■ THE DATA ■
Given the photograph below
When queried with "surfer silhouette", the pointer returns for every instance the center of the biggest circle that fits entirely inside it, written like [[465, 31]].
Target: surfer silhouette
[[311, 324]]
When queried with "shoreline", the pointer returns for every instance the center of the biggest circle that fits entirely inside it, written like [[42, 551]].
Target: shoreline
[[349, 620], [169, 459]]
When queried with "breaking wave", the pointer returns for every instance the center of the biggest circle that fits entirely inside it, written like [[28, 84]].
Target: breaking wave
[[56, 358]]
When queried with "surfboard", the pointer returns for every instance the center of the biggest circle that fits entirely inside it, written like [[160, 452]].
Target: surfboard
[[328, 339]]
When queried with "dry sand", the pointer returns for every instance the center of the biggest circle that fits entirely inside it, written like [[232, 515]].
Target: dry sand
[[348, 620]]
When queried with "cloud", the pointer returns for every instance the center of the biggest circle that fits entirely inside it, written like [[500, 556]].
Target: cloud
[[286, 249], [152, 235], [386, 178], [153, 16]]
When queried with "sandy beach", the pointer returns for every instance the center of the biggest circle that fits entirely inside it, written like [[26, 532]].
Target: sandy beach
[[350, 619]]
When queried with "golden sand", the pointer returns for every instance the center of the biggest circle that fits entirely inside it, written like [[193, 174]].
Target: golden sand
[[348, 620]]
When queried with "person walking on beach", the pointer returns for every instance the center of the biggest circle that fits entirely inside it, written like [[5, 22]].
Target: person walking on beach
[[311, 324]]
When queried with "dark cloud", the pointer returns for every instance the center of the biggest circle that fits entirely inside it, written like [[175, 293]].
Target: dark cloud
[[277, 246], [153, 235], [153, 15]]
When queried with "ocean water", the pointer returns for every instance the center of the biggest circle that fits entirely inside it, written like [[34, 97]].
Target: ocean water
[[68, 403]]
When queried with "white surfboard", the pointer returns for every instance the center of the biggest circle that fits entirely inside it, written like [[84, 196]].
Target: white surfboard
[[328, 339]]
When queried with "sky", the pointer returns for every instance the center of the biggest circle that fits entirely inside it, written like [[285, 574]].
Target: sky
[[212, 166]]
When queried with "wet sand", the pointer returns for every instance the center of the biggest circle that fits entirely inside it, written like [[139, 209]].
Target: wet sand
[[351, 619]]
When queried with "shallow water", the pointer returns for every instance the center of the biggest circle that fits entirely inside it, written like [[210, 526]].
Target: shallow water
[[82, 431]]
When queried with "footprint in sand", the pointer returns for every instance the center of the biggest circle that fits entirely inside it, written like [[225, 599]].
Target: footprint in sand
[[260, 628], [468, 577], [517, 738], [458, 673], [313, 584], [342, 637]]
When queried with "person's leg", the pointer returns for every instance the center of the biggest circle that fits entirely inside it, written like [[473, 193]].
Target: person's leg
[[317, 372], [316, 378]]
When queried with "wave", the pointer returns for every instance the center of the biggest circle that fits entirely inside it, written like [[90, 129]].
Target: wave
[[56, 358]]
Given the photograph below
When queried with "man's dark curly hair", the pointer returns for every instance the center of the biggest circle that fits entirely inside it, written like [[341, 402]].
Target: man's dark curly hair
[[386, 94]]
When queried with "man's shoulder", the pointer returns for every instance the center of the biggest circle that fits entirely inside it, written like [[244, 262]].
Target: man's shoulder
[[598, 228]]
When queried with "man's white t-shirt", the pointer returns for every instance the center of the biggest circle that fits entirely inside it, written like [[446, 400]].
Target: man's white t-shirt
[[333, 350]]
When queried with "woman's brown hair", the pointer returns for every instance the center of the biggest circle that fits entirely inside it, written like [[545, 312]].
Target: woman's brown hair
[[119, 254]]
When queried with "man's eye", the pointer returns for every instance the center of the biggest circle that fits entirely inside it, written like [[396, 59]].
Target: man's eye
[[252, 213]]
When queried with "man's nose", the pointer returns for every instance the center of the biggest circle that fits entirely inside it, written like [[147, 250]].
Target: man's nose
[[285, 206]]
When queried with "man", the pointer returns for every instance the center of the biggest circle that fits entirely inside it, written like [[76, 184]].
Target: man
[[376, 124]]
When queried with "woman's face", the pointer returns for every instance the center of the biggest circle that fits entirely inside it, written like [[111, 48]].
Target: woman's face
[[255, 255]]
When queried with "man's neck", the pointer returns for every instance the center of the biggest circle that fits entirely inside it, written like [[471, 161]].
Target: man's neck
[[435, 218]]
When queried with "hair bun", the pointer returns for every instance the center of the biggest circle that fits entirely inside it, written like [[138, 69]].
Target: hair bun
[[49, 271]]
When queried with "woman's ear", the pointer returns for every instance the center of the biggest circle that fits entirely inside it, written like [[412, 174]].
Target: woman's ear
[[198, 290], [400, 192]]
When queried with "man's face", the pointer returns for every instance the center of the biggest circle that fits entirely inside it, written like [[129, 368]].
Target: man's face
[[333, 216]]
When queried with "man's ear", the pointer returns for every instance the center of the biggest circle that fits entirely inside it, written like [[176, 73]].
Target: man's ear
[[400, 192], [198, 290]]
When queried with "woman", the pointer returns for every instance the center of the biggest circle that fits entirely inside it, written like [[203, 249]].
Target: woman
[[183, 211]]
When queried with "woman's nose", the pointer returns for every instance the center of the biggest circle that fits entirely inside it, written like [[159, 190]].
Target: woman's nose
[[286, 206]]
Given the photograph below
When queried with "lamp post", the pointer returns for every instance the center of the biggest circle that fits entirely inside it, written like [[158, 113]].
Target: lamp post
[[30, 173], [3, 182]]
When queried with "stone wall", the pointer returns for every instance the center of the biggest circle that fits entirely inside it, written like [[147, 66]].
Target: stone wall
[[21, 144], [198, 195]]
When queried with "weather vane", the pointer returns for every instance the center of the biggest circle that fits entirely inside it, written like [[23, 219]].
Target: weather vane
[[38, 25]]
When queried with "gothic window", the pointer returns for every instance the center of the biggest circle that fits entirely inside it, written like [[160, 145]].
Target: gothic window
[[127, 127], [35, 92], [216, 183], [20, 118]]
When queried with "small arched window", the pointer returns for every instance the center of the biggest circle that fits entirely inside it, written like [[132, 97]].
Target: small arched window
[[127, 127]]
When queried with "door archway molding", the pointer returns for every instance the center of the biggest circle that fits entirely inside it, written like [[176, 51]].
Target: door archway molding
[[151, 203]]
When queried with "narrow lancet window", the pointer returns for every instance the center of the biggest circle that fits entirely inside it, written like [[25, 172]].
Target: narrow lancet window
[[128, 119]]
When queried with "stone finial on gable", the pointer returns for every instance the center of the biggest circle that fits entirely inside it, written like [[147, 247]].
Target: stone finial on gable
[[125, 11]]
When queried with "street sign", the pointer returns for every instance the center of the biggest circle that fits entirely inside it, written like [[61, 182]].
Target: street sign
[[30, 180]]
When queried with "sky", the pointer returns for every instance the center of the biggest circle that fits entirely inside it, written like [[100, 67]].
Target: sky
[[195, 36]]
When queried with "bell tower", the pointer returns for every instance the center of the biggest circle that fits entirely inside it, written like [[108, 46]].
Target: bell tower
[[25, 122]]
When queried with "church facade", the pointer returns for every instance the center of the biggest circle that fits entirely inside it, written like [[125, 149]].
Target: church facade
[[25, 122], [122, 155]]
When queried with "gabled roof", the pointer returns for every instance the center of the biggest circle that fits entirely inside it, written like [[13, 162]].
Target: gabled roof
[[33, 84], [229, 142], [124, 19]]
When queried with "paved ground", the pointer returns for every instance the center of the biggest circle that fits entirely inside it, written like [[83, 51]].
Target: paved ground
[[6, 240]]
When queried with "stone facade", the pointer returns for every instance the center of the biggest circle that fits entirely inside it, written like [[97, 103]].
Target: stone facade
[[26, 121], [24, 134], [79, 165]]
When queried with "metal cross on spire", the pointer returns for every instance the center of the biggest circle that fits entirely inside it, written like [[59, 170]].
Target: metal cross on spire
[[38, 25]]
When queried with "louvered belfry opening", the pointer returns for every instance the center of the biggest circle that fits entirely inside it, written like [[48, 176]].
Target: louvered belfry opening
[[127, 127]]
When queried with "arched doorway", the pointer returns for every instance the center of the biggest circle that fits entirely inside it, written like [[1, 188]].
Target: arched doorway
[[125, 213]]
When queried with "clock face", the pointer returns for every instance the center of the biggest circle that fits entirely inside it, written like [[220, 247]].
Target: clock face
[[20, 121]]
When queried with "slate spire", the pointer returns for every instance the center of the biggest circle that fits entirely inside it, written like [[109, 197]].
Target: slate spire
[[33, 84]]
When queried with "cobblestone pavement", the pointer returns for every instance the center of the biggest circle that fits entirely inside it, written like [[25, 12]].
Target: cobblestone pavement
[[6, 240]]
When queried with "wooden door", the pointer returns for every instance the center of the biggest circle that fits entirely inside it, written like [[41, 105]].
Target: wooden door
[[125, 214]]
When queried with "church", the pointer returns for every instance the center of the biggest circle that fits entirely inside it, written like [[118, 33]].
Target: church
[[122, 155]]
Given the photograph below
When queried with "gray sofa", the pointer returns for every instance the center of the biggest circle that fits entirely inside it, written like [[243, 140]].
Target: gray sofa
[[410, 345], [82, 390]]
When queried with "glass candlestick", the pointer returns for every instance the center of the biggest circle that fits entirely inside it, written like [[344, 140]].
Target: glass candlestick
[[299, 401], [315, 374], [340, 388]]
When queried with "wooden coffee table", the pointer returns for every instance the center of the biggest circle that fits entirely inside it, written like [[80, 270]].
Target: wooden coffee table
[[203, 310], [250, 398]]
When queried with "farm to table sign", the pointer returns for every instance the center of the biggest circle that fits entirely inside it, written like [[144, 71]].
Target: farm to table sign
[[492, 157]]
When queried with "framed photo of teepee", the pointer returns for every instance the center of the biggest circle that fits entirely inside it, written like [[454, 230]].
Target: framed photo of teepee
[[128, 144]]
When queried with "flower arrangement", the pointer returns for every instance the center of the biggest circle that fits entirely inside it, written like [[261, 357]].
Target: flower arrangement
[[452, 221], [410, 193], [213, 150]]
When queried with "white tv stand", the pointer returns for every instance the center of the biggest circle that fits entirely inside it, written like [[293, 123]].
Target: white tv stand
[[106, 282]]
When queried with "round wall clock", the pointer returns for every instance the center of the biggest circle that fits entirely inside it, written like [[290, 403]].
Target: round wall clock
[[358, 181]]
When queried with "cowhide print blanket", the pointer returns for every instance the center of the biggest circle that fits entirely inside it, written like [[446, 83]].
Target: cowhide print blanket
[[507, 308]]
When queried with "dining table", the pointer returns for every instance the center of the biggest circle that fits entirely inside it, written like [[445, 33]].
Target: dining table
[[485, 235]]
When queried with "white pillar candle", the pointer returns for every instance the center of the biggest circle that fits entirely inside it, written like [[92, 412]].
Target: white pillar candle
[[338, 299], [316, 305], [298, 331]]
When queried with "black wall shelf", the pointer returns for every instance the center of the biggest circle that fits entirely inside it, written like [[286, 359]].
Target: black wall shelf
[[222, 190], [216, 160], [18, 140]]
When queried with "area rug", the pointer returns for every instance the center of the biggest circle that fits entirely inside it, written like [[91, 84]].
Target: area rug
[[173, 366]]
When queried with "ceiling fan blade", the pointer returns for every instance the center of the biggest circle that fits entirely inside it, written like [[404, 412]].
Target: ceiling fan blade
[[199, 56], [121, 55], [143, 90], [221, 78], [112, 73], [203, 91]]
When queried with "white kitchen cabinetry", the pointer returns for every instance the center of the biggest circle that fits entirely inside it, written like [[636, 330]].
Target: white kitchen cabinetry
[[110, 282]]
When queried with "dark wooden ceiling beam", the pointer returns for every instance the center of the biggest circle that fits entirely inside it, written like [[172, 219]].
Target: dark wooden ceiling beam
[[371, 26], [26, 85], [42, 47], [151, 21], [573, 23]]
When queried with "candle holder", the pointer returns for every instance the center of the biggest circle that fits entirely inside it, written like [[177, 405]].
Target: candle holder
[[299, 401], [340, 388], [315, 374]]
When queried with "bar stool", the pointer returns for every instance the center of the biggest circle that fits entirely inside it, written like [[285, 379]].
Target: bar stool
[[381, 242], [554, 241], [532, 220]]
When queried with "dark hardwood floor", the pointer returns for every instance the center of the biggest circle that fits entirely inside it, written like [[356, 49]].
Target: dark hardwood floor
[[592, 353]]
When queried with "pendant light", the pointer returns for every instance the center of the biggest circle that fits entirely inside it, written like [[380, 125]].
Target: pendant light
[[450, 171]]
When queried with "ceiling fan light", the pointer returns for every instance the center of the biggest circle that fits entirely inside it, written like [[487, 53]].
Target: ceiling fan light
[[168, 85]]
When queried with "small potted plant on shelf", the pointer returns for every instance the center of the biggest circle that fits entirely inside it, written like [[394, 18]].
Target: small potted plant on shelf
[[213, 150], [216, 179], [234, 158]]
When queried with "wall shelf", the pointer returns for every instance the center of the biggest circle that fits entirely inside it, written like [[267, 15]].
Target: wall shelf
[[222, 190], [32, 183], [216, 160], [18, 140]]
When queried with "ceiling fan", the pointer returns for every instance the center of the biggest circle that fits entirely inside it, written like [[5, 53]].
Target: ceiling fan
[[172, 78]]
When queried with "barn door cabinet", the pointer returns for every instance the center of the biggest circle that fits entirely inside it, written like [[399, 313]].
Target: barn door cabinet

■ ASSIGNED TASK ■
Retype word for word everything in the listing above from the line that holds "Target: man's face" down to the line that holds "like [[147, 247]].". Keep both end lines and leave out the rest.

■ TASK RESULT ■
Target: man's face
[[333, 216]]
When queried with "man's ear", the pointer returns for every instance the center of the biggest circle that fits entirely inside it, written like [[176, 73]].
Target: man's ear
[[400, 192], [198, 290]]
When queried with "woman", the pointer returns for every instance the center of the biggest circle that fits entirely inside it, written like [[203, 249]].
Target: woman
[[183, 211]]
When queried with "woman's nose", the pointer returns for every instance the center of the biggest circle that fits entirely inside it, written like [[159, 190]].
Target: woman's nose
[[286, 206]]
Given the photograph below
When queried with "lamp post", the pointer returns for every instance the center of the biggest circle that fits entirely inside it, written like [[158, 113]].
Target: lamp post
[[30, 173], [3, 182]]
When queried with "stone wall", the pointer returns for every instance the center of the biggest circle that fits entirely inside it, written like [[147, 66]].
Target: stone wall
[[21, 144], [198, 195]]
When queried with "weather vane", the pointer returns for every instance the center of the biggest circle that fits entirely inside it, written like [[23, 219]].
Target: weather vane
[[38, 25]]
When queried with "gothic window", the pointer returns for every instance the center of the biggest circle that fits entirely inside it, written like [[160, 145]].
Target: gothic window
[[127, 127], [35, 92], [216, 183], [20, 118]]
When queried with "small arched window", the pointer returns for every instance the center of the biggest circle that fits entirely inside it, written like [[132, 97]].
Target: small arched window
[[127, 127]]
When queried with "door archway molding", the pointer returns for every instance the center of the biggest circle that fits entirely inside it, written like [[176, 51]].
Target: door archway molding
[[151, 203]]
When queried with "narrow lancet window", the pointer returns for every instance the center of the biggest circle that fits entirely inside it, written like [[25, 172]].
Target: narrow lancet window
[[128, 119]]
When queried with "stone finial on gable", the pointer returns for every instance the center of the biggest circle that fits entirely inside it, written like [[147, 247]].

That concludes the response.